Exercise passage:

_ _ _

This movie is very, very different from its predecessor.  It starts off quite similarly, using the cinema verite and all, but that fades as it becomes a slicker, crisper picture with much more grandiose special effects - it makes sense, actually, because this is what I would like to call an "Independence Day" movie, not a "Signs" movie.  You see, I separate action/sci fi/horror movies into those two groupings - the "Independence Day" types focus on the decisions of the people in power and cover large casts and many locations.  The focus tends to be systemic breakdown or systemic success, with the actions of individuals serving as wild cards that the system may or may not be able to accommodate.  Examples include: Independence Day, Jurassic Park, Men in Black, 28 Weeks Later, Kairo, Mars Attacks.  "Signs" types focus on the decisions of a small group of regular joes and janes and follow their efforts to understand a phenomenon that is usually not explained or analyzed.  The focus tends to be on individual survival, on emotions, on psychology.  Examples include: Signs, Shaun of the Dead, 28 Days Later, Alien and Aliens, The Hills Have Eyes, the Descent.  So yes, 28 Weeks Later operates on a bigger scale, with bigger machines. 

The scenes of an empty London remain beautiful in an awful way, however, and the characters of the two children orphaned by Rage who carry a genetic "immunity" of sorts to it were quite poignant, all the more so because they were children, and they don't understand or care about the system or "the greater good".  The system fails because of them, but if the system can't tolerate wild cards that they themselves introduce into the mix, then the system fails overall.

_ _ _

Excerpted data:
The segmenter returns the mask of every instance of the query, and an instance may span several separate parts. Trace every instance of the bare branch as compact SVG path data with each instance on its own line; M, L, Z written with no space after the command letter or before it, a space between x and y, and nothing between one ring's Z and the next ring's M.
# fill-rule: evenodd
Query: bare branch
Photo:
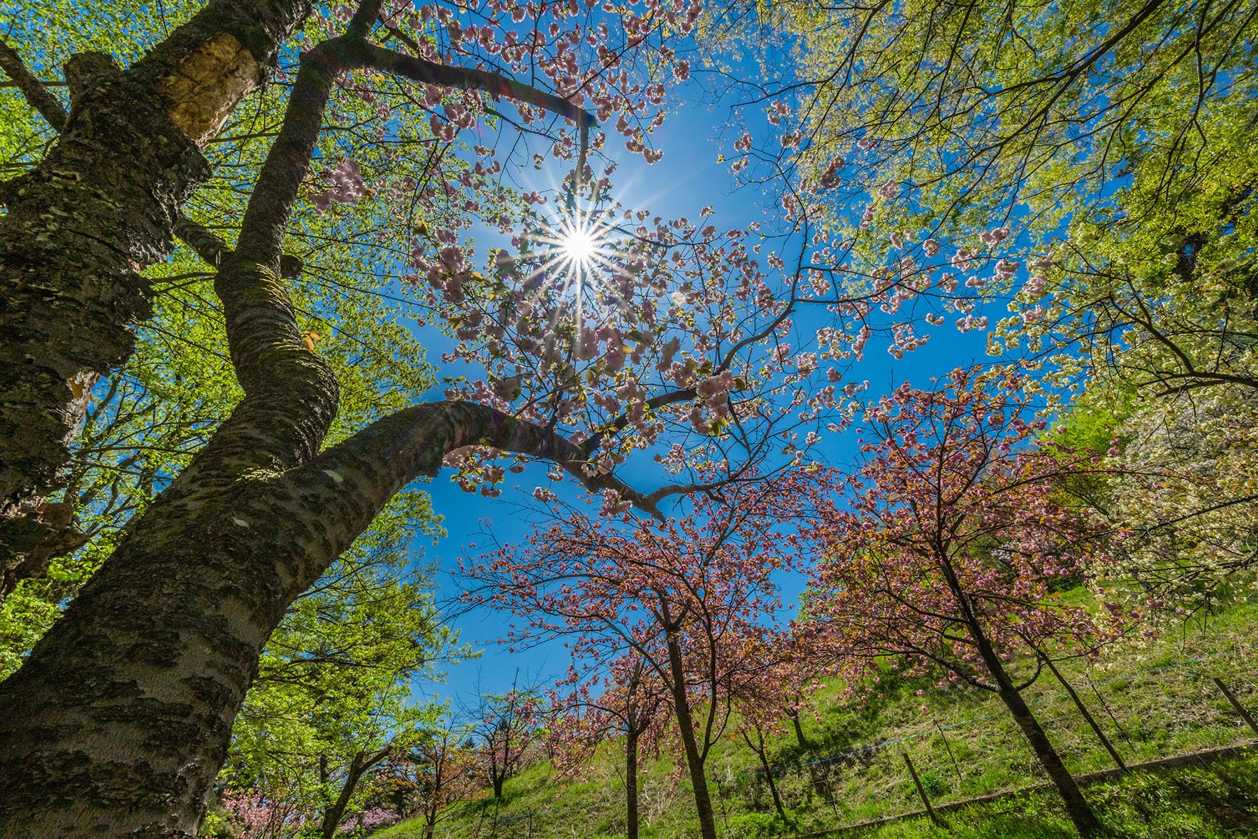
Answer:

_ _ _

Task requirements:
Copy out the review of 28 Weeks Later word for word, from its first sentence through its last.

Solution for this problem:
This movie is very, very different from its predecessor.  It starts off quite similarly, using the cinema verite and all, but that fades as it becomes a slicker, crisper picture with much more grandiose special effects - it makes sense, actually, because this is what I would like to call an "Independence Day" movie, not a "Signs" movie.  You see, I separate action/sci fi/horror movies into those two groupings - the "Independence Day" types focus on the decisions of the people in power and cover large casts and many locations.  The focus tends to be systemic breakdown or systemic success, with the actions of individuals serving as wild cards that the system may or may not be able to accommodate.  Examples include: Independence Day, Jurassic Park, Men in Black, 28 Weeks Later, Kairo, Mars Attacks.  "Signs" types focus on the decisions of a small group of regular joes and janes and follow their efforts to understand a phenomenon that is usually not explained or analyzed.  The focus tends to be on individual survival, on emotions, on psychology.  Examples include: Signs, Shaun of the Dead, 28 Days Later, Alien and Aliens, The Hills Have Eyes, the Descent.  So yes, 28 Weeks Later operates on a bigger scale, with bigger machines. 

The scenes of an empty London remain beautiful in an awful way, however, and the characters of the two children orphaned by Rage who carry a genetic "immunity" of sorts to it were quite poignant, all the more so because they were children, and they don't understand or care about the system or "the greater good".  The system fails because of them, but if the system can't tolerate wild cards that they themselves introduce into the mix, then the system fails overall.